Lifetime Fitness, or LFIT, classes are designed to help students engage in healthy physical activity; all students are required to take one to graduate. Through physical activity and online instruction, students learn the importance of developing and maintaining a healthy lifestyle, something that’s incredibly timely during a pandemic.

Because of the experience with the shift to all online learning last semester, the five labs in which students track their overall health and fitness during the semester were easy to transition to virtual this fall, said Becca Battaglini, LFIT director and teaching assistant professor in the department of exercise and sport science.

But the physical activities, which range from yoga to weight training to jogging, have required some creativity. Just as in the spring, the 45 teaching assistants are instructing the students through Zoom – sometimes working out together, other times preparing lessons that the students do on their own. In those cases, the students submit commentary about what they did, along with a photo of themselves working out or a screenshot of their exercise tracking app.

The various adaptations faculty and students have had to make for the fall are actually life lessons, Battaglini said.

“You have to be able to roll with the punches and learn to adapt quickly,” she explained. “This might not be exactly what we had originally planned, but we are doing everything we can to help our students succeed.”

Developing technical infrastructure for teaching success

The College’s Office of Arts & Sciences Information Services, or OASIS, has worked with faculty and other technical staff since the spring to help devise creative technology solutions to adapting classes.

“From discussions that took place all summer with each of our departments about their general instructional plans for the fall, we’ve been able to surface opportunities to help with specific instructional needs,” said Andy Lang, associate dean of IT and data analytics.

OASIS, along with the Center for Faculty Excellence, is part of a key network of support behind Keep Teaching, a website that provides strategies and tools for remote instruction.

Saved entries:
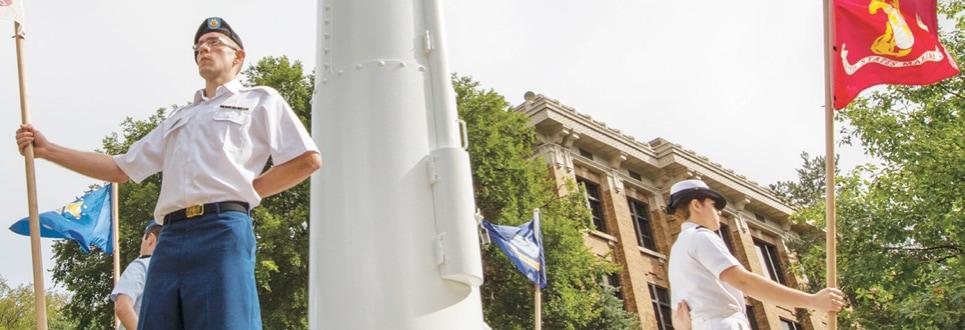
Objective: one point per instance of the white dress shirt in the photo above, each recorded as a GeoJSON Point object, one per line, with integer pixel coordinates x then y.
{"type": "Point", "coordinates": [696, 260]}
{"type": "Point", "coordinates": [131, 283]}
{"type": "Point", "coordinates": [212, 150]}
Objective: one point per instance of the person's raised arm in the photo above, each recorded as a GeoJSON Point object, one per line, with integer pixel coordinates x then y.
{"type": "Point", "coordinates": [828, 299]}
{"type": "Point", "coordinates": [124, 309]}
{"type": "Point", "coordinates": [92, 164]}
{"type": "Point", "coordinates": [284, 176]}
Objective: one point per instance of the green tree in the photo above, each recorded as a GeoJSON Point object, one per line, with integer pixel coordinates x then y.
{"type": "Point", "coordinates": [509, 184]}
{"type": "Point", "coordinates": [901, 242]}
{"type": "Point", "coordinates": [17, 308]}
{"type": "Point", "coordinates": [281, 224]}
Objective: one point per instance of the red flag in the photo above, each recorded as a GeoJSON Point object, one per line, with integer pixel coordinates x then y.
{"type": "Point", "coordinates": [886, 42]}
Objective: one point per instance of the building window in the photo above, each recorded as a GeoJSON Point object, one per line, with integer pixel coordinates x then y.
{"type": "Point", "coordinates": [635, 175]}
{"type": "Point", "coordinates": [660, 299]}
{"type": "Point", "coordinates": [613, 281]}
{"type": "Point", "coordinates": [594, 202]}
{"type": "Point", "coordinates": [724, 233]}
{"type": "Point", "coordinates": [586, 153]}
{"type": "Point", "coordinates": [790, 325]}
{"type": "Point", "coordinates": [760, 218]}
{"type": "Point", "coordinates": [641, 223]}
{"type": "Point", "coordinates": [767, 254]}
{"type": "Point", "coordinates": [751, 318]}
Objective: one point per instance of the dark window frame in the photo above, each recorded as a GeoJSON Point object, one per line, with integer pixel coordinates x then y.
{"type": "Point", "coordinates": [612, 280]}
{"type": "Point", "coordinates": [724, 233]}
{"type": "Point", "coordinates": [594, 200]}
{"type": "Point", "coordinates": [635, 175]}
{"type": "Point", "coordinates": [642, 226]}
{"type": "Point", "coordinates": [790, 325]}
{"type": "Point", "coordinates": [772, 261]}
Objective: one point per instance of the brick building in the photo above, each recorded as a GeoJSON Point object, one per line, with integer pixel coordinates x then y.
{"type": "Point", "coordinates": [628, 183]}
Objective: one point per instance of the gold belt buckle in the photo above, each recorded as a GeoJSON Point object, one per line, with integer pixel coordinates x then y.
{"type": "Point", "coordinates": [194, 210]}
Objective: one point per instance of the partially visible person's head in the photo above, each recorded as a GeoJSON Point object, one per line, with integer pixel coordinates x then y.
{"type": "Point", "coordinates": [149, 241]}
{"type": "Point", "coordinates": [693, 200]}
{"type": "Point", "coordinates": [218, 50]}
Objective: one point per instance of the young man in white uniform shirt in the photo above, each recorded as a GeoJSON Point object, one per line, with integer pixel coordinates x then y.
{"type": "Point", "coordinates": [212, 154]}
{"type": "Point", "coordinates": [128, 292]}
{"type": "Point", "coordinates": [707, 284]}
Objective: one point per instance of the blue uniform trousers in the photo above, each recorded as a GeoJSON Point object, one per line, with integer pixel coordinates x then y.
{"type": "Point", "coordinates": [202, 275]}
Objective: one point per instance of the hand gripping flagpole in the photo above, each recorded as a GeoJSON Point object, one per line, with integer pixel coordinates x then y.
{"type": "Point", "coordinates": [831, 226]}
{"type": "Point", "coordinates": [28, 153]}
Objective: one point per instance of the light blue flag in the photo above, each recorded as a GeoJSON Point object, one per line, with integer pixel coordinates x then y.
{"type": "Point", "coordinates": [524, 247]}
{"type": "Point", "coordinates": [86, 221]}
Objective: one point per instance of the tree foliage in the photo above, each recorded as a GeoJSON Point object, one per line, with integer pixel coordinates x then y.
{"type": "Point", "coordinates": [901, 240]}
{"type": "Point", "coordinates": [17, 308]}
{"type": "Point", "coordinates": [509, 184]}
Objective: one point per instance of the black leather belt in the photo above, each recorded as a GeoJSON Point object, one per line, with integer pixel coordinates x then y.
{"type": "Point", "coordinates": [202, 209]}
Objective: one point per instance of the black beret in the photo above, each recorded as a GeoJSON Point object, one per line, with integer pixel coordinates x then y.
{"type": "Point", "coordinates": [216, 24]}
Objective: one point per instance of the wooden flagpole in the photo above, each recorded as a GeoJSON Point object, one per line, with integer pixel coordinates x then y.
{"type": "Point", "coordinates": [538, 300]}
{"type": "Point", "coordinates": [115, 242]}
{"type": "Point", "coordinates": [40, 303]}
{"type": "Point", "coordinates": [831, 228]}
{"type": "Point", "coordinates": [537, 292]}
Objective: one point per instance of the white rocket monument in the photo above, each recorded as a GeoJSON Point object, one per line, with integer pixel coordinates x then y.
{"type": "Point", "coordinates": [394, 243]}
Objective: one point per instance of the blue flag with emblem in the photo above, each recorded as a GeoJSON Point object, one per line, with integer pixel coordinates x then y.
{"type": "Point", "coordinates": [86, 221]}
{"type": "Point", "coordinates": [524, 247]}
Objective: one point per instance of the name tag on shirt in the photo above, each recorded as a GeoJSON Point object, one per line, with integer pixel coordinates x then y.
{"type": "Point", "coordinates": [233, 107]}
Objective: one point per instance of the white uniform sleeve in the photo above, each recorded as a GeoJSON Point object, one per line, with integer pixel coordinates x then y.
{"type": "Point", "coordinates": [709, 250]}
{"type": "Point", "coordinates": [287, 137]}
{"type": "Point", "coordinates": [131, 282]}
{"type": "Point", "coordinates": [145, 157]}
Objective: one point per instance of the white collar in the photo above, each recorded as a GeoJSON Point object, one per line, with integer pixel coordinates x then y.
{"type": "Point", "coordinates": [232, 87]}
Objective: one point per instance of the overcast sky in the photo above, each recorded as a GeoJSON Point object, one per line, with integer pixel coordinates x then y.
{"type": "Point", "coordinates": [738, 82]}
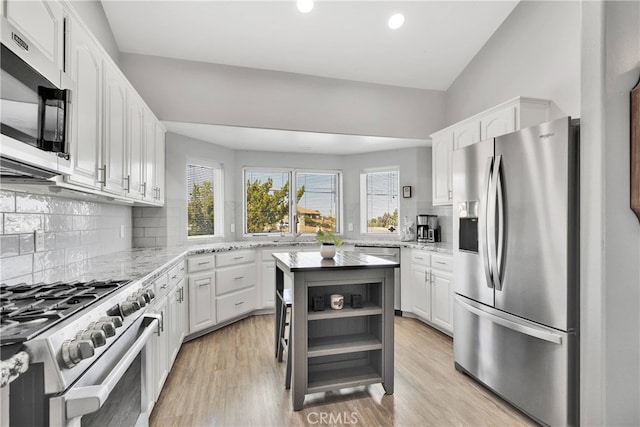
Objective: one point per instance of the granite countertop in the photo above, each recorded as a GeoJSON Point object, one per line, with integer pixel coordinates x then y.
{"type": "Point", "coordinates": [313, 261]}
{"type": "Point", "coordinates": [146, 263]}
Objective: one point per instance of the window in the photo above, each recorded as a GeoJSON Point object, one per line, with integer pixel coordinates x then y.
{"type": "Point", "coordinates": [204, 192]}
{"type": "Point", "coordinates": [379, 201]}
{"type": "Point", "coordinates": [317, 207]}
{"type": "Point", "coordinates": [289, 201]}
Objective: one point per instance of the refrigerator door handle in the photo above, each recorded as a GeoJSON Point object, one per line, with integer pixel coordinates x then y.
{"type": "Point", "coordinates": [492, 229]}
{"type": "Point", "coordinates": [500, 216]}
{"type": "Point", "coordinates": [515, 326]}
{"type": "Point", "coordinates": [482, 223]}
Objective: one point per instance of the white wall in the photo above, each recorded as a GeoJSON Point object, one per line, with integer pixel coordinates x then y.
{"type": "Point", "coordinates": [92, 14]}
{"type": "Point", "coordinates": [610, 251]}
{"type": "Point", "coordinates": [197, 92]}
{"type": "Point", "coordinates": [535, 53]}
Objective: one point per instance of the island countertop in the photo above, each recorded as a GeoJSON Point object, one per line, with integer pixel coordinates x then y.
{"type": "Point", "coordinates": [313, 261]}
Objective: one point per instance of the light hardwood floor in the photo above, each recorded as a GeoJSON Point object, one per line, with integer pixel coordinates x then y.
{"type": "Point", "coordinates": [230, 377]}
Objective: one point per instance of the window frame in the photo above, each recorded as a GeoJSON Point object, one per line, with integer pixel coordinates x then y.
{"type": "Point", "coordinates": [364, 229]}
{"type": "Point", "coordinates": [218, 198]}
{"type": "Point", "coordinates": [293, 174]}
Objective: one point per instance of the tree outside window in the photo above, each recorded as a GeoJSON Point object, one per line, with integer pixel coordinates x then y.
{"type": "Point", "coordinates": [201, 212]}
{"type": "Point", "coordinates": [268, 195]}
{"type": "Point", "coordinates": [380, 190]}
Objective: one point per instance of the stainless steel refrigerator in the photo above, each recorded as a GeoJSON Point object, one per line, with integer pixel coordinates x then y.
{"type": "Point", "coordinates": [516, 255]}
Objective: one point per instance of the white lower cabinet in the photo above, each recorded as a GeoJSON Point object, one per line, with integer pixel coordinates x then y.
{"type": "Point", "coordinates": [426, 287]}
{"type": "Point", "coordinates": [202, 309]}
{"type": "Point", "coordinates": [235, 304]}
{"type": "Point", "coordinates": [268, 282]}
{"type": "Point", "coordinates": [421, 303]}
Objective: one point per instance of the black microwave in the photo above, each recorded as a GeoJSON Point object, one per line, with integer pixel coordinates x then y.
{"type": "Point", "coordinates": [33, 110]}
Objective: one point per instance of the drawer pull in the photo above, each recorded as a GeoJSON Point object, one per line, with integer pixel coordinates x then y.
{"type": "Point", "coordinates": [203, 282]}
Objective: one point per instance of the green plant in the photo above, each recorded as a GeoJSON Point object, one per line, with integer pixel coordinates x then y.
{"type": "Point", "coordinates": [328, 237]}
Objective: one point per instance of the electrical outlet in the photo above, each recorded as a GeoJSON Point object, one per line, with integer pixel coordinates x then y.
{"type": "Point", "coordinates": [39, 240]}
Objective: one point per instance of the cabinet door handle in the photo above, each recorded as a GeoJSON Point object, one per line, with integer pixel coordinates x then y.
{"type": "Point", "coordinates": [203, 282]}
{"type": "Point", "coordinates": [104, 175]}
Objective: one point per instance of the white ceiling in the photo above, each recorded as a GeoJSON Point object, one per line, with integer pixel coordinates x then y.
{"type": "Point", "coordinates": [241, 138]}
{"type": "Point", "coordinates": [337, 39]}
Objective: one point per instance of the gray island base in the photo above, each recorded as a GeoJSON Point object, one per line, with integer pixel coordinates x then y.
{"type": "Point", "coordinates": [337, 348]}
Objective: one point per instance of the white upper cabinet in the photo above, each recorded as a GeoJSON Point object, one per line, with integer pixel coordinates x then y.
{"type": "Point", "coordinates": [115, 131]}
{"type": "Point", "coordinates": [442, 147]}
{"type": "Point", "coordinates": [510, 116]}
{"type": "Point", "coordinates": [498, 122]}
{"type": "Point", "coordinates": [149, 185]}
{"type": "Point", "coordinates": [41, 22]}
{"type": "Point", "coordinates": [160, 167]}
{"type": "Point", "coordinates": [135, 117]}
{"type": "Point", "coordinates": [85, 69]}
{"type": "Point", "coordinates": [466, 134]}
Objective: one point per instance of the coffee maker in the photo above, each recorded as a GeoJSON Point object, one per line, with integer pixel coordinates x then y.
{"type": "Point", "coordinates": [428, 230]}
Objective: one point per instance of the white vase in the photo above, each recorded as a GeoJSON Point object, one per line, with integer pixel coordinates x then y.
{"type": "Point", "coordinates": [328, 250]}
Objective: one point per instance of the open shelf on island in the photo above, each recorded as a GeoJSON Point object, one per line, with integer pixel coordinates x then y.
{"type": "Point", "coordinates": [340, 344]}
{"type": "Point", "coordinates": [368, 309]}
{"type": "Point", "coordinates": [342, 378]}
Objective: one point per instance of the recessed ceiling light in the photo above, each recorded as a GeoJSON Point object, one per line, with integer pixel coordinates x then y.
{"type": "Point", "coordinates": [305, 6]}
{"type": "Point", "coordinates": [396, 21]}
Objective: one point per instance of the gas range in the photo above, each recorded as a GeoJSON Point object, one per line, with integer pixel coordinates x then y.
{"type": "Point", "coordinates": [67, 326]}
{"type": "Point", "coordinates": [28, 310]}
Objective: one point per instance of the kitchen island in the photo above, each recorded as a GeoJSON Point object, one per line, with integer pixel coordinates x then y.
{"type": "Point", "coordinates": [337, 348]}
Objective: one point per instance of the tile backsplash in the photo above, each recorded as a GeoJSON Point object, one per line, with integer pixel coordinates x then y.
{"type": "Point", "coordinates": [74, 230]}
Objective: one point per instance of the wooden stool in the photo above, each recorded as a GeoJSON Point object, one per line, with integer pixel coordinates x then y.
{"type": "Point", "coordinates": [284, 342]}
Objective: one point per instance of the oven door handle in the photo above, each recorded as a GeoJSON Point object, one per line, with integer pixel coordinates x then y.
{"type": "Point", "coordinates": [85, 400]}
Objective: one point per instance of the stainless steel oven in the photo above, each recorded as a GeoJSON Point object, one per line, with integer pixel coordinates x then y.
{"type": "Point", "coordinates": [87, 348]}
{"type": "Point", "coordinates": [113, 391]}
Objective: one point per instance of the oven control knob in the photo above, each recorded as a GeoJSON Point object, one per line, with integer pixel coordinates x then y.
{"type": "Point", "coordinates": [129, 307]}
{"type": "Point", "coordinates": [108, 328]}
{"type": "Point", "coordinates": [145, 295]}
{"type": "Point", "coordinates": [75, 351]}
{"type": "Point", "coordinates": [114, 311]}
{"type": "Point", "coordinates": [97, 338]}
{"type": "Point", "coordinates": [116, 320]}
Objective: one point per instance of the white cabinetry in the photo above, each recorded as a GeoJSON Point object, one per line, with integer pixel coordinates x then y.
{"type": "Point", "coordinates": [515, 114]}
{"type": "Point", "coordinates": [202, 314]}
{"type": "Point", "coordinates": [421, 283]}
{"type": "Point", "coordinates": [85, 69]}
{"type": "Point", "coordinates": [426, 287]}
{"type": "Point", "coordinates": [441, 168]}
{"type": "Point", "coordinates": [115, 131]}
{"type": "Point", "coordinates": [164, 347]}
{"type": "Point", "coordinates": [235, 284]}
{"type": "Point", "coordinates": [39, 23]}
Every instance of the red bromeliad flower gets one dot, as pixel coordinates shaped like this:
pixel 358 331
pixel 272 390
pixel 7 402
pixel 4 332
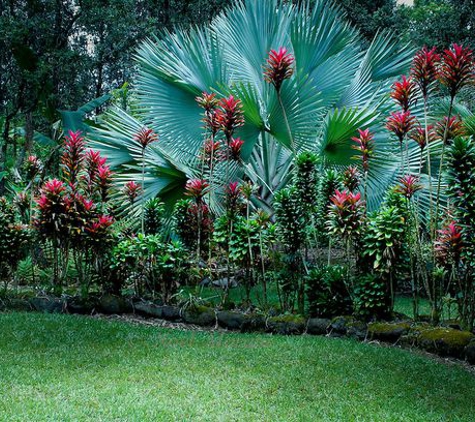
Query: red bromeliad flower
pixel 404 93
pixel 409 185
pixel 235 147
pixel 449 244
pixel 278 67
pixel 400 123
pixel 454 127
pixel 33 166
pixel 419 135
pixel 457 68
pixel 211 151
pixel 346 213
pixel 73 156
pixel 131 190
pixel 365 146
pixel 424 68
pixel 229 115
pixel 196 188
pixel 104 181
pixel 145 137
pixel 93 161
pixel 207 101
pixel 351 178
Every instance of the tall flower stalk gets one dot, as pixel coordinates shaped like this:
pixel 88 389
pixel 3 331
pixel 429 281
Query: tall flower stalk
pixel 144 137
pixel 456 70
pixel 278 68
pixel 365 146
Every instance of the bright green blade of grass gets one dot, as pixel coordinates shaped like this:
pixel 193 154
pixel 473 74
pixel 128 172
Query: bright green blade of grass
pixel 71 368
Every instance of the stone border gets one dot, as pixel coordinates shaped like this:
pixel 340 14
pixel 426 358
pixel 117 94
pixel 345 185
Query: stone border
pixel 442 341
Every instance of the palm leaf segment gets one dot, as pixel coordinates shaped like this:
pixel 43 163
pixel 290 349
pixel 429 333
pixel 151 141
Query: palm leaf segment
pixel 336 89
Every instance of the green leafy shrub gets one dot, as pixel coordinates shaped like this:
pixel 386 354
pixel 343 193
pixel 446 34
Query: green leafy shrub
pixel 327 292
pixel 370 298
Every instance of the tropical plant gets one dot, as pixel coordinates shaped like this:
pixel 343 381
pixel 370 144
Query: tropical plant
pixel 320 91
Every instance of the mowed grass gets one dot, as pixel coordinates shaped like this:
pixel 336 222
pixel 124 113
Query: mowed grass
pixel 73 368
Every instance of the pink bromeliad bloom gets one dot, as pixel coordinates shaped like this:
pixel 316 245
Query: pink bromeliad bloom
pixel 400 123
pixel 364 145
pixel 196 188
pixel 404 93
pixel 424 68
pixel 278 67
pixel 457 68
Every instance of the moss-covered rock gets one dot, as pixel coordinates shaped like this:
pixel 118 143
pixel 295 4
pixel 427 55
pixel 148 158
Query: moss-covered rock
pixel 286 324
pixel 110 304
pixel 470 352
pixel 387 331
pixel 444 341
pixel 50 305
pixel 231 320
pixel 199 315
pixel 318 326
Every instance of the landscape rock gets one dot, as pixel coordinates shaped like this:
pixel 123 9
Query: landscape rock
pixel 470 352
pixel 387 331
pixel 286 324
pixel 444 341
pixel 50 305
pixel 318 326
pixel 231 320
pixel 110 304
pixel 199 315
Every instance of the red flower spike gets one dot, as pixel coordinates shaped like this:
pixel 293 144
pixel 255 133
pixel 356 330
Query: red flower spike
pixel 457 68
pixel 33 166
pixel 455 128
pixel 424 69
pixel 235 147
pixel 196 188
pixel 131 190
pixel 73 156
pixel 409 186
pixel 404 93
pixel 229 115
pixel 365 146
pixel 401 123
pixel 449 244
pixel 146 137
pixel 419 136
pixel 207 101
pixel 351 178
pixel 278 67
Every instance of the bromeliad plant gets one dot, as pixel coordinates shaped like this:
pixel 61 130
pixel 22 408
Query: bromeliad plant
pixel 72 221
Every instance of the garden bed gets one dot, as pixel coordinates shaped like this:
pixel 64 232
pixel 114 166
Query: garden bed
pixel 443 341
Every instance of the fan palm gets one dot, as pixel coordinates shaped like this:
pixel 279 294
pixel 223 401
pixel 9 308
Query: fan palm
pixel 335 89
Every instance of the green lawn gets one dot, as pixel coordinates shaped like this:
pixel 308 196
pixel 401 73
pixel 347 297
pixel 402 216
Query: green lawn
pixel 72 368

### [TASKS FOR THIS EXERCISE]
1. According to the piece about adapting college courses for remote teaching, what does the abbreviation OASIS stand for?
2. Continue the piece about adapting college courses for remote teaching, starting after its last sentence.

### [OUTPUTS FOR THE TASKS]
1. Office of Arts & Sciences Information Services

2.
Examples of fall innovations include:

  • The English and comparative literature department is piloting Google’s G Suite for Education as part of its innovation in teaching first-year writing courses. The suite includes tools for organizing and managing class assignments and collaboration, including online forums and small group discussions, as well as providing a host of shareable Google-based documents and forms.
  • Students in the departments of city and regional planning and geography are accessing their computer labs remotely to use ArcGIS, a popular web-mapping platform for data analysis and visualizations. OASIS devised a way to make this possible and then partnered with ITS to make the lab computers remotely accessible so that students can access this software while the instructor leads the class via Zoom. As an added benefit, and using Zoom’s screen-sharing capability, this configuration enables students who are using these lab computers to share their work with the rest of the class in a way that is perhaps easier than if it were done in person. This solution was piloted in the spring and is being used more widely this fall.
  • OASIS is partnering with the Study Abroad Office for students to have virtual global experiences through Connecting Carolina Classrooms with the World, which was launched in May.
  • Students in the Carolina Away program can examine the pandemic from different perspectives in the 11 online courses that make up “COVID Investigations.”

Although the abrupt shift again this fall is sure to provide new challenges, departments and faculty members are much better prepared than they were last spring, Lang said. The summer provided more lead time to adapt courses, and, moreover, faculty who taught during the spring or over the summer now have much more experience with remote instruction.

“I think the greatest story in this is how the University community has really come together to address these issues,” Lang said. “In the spring, people saw what needed to get done, they rolled up their sleeves and got to work. We all knew what we were good at and how to partner with one another. That was a key ingredient in how classes were able to pivot in the spring, and it’s something we’ve carried forward to make fall instruction possible.”